D'après le texte sur l'abstention, que serait le processus électoral aux yeux de beaucoup ?
━━━ Texte du document
A PROPOS DE L’ABSTENTION

1 Juin 2014 , Rédigé par Blogue-note de Jean Klépal Publié dans #Elections; vote; démocratie; abstention; évidences

S’abstenir de voter, voire voter blanc, serait hautement blâmable aux yeux de beaucoup. Le processus électoral serait un des garants de la démocratie.

Voilà une évidence qui mérite au moins une prudente réserve.

Ce qui va de soi requiert toujours quelque circonspection. Méfions-nous de ces logiciels sociaux qui structurent dangereusement les comportements et font que les choses sont ce qu’elles sont, parce qu’elles sont ainsi.

Ce qui renforce l’être dans son existant, pétition de principe, ou encore argument d’autorité, évidemment ne démontre rien.

J’ai appris dans ma prime jeunesse que les enfants ne parlent pas à table, que les grandes personnes sont des grandes personnes, les enfants des enfants, et qu’une jeune-fille est une jeune-fille. Plus tard, vêtu de kaki horizon (chacun avait alors ce navrant privilège), on a voulu me persuader qu’un ordre est un ordre, puisque c’est un ordre.

Vint l’époque où j’ai entendu que le vote est une des marques de la démocratie, et que nous sommes en démocratie puisque nous votons.
━━━━━━
━━━ Données
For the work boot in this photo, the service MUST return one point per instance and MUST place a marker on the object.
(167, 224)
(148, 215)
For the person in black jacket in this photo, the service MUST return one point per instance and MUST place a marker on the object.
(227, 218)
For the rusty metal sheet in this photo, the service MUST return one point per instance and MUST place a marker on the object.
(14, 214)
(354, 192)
━━━━━━
━━━ Données
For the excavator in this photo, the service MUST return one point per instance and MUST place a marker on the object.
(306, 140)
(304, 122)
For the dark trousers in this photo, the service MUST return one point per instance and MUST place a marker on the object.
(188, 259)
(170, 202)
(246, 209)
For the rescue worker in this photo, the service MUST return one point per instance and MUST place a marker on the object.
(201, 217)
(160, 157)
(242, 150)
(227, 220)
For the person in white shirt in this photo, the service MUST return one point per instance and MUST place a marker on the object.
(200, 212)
━━━━━━
(Réponse) Un des garants de la démocratie.